Passage>
:::

UMW January/February Journal – An Interview with President Roberts

“Before we get started with our discussion, I would like to note that December 22, 2018, marked the start of a new term for the Line Officers, members of the International Executive Board (IEB) and District Representatives of the United Mine Workers of America. Many of the members of the IEB were re-elected to a five-year term and a few others were elected for the first time. I  am pleased to say every member of the International Executive Board ran for office as part of the Roberts – Allen Slate. It is extremely gratifying for me and the members of the Executive Board to have received the overwhelming support of the members of the Union. I am extremely humbled by your faith and dedication to the United Mine Workers of America. Secretary-Treasurer Allen and I, along with the entire Executive Board, will do all we can to continue to earn your trust and support.”


Journal: Are you optimistic about the challenges facing the Union in the coming year?

President Roberts: Certainly! Anyone who has been a Member of the United Mine Workers of America for any length of time and understands our history should feel confident about the Union’s ability to meet the challenges ahead. The bottom line is that the UMWA has always faced adversity head-on. It has never mattered how large the obstacle or how many say the problems cannot be solved, the UMWA never stops fighting and it never backs down. The challenges we face as a Union and as workers are significant and the solutions may not come easy, but there is no doubt in my mind we will be successful.


Journal: You are extremely confident. How do you maintain that outlook?

President Roberts: There are many reasons I remain certain we will prevail in our struggles. First, I am fortunate to work side-by-side with Secretary-Treasurer Allen and members of the International Executive Board whose sole purpose is  to protect and enhance the lives of UMWA Members and their families and lift up all working women and men across this Nation. The Union’s accomplishments over the years have been the direct result of the actions of the IEB and the support of the Membership. The victory at Pittston and the ‘93 nationwide strike helped set the stage for the Union to negotiate every successor agreement to the 1993 National Bituminous Wage Agreement without a strike. The Union’s effort to protect and preserve retiree health care, from the passage of the 1992 Coal Act through the signing of the House Resolution 244, the Consolidated Appropriations Act of 2017, which guaranteed the health care of 22,600 UMWA Members and their families, is unprecedented. We also need to remember that in 2006 the Union successfully opened the 1977 federal Mine Safety and Health Act to add additional protections for active miners. We have been in lockstep in our decisions to build on the Union’s past successes, secure the retirement our Members have earned and ensure the Union’s future for generations to come. However, the most important reason that I am convinced the UMWA’s future is bright is because of the Membership. They have been so supportive of the decisions we have made to deal with the problems facing the Union. But it is so much more than that. The resolve and solidarity of the Membership has been on display in every struggle. Since the first demonstrations against Peabody, Arch and Patriot, they have rallied, lobbied and been arrested to protect what they have earned. That commitment continues to move the Union forward today. They have always answered the call to engage in the fight. They board the buses and drive halfway across the Country to attend rallies. They continuously travel to Washington, DC to lobby Congress, and when they aren’t in D.C, they visit Congressional field offices in their state. They are everywhere they are needed, any time they are needed. The Membership of the UMWA and their families are the greatest Union Members in the greatest Union in the world. They are the reason we will win the battles ahead, and I am so proud to be President of the shock troops of the American Labor Movement.

:::

Required tasks>
1. Answer these questions about the interview, one line each, marked (a), (b) and (c):
(a) What date marked the start of a new term for the Line Officers, IEB members and District Representatives?
(b) The Consolidated Appropriations Act of 2017 guaranteed health care for how many UMWA Members and their families?
(c) In what year did the Union open the 1977 federal Mine Safety and Health Act to add protections for active miners?
2. Summarize the interview in two sentences.
3. Reproduce the interview word for word, from the part that opens with "President Roberts: Certainly!" to the part that closes with "will be successful.".

Raw data>

:::

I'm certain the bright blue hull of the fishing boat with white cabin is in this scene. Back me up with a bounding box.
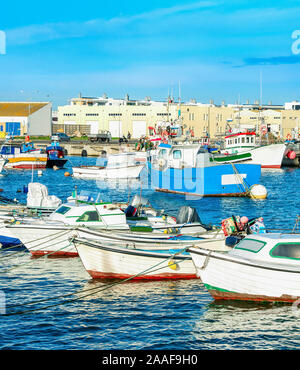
[149,163,261,196]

:::

Answers for the exercise>
1.
(a) December 22, 2018
(b) 22,600
(c) 2006

2. President Roberts notes that every member of the International Executive Board ran as part of the Roberts – Allen Slate when a new term began on December 22, 2018, and he says he is confident the UMWA will meet the challenges ahead because it has always faced adversity head-on. He credits the IEB's work, including past victories on contracts, retiree health care and mine safety, but names the solidarity of the Membership, who rally, lobby and travel wherever needed, as the most important reason for his optimism.

3.
President Roberts: Certainly! Anyone who has been a Member of the United Mine Workers of America for any length of time and understands our history should feel confident about the Union’s ability to meet the challenges ahead. The bottom line is that the UMWA has always faced adversity head-on. It has never mattered how large the obstacle or how many say the problems cannot be solved, the UMWA never stops fighting and it never backs down. The challenges we face as a Union and as workers are significant and the solutions may not come easy, but there is no doubt in my mind we will be successful.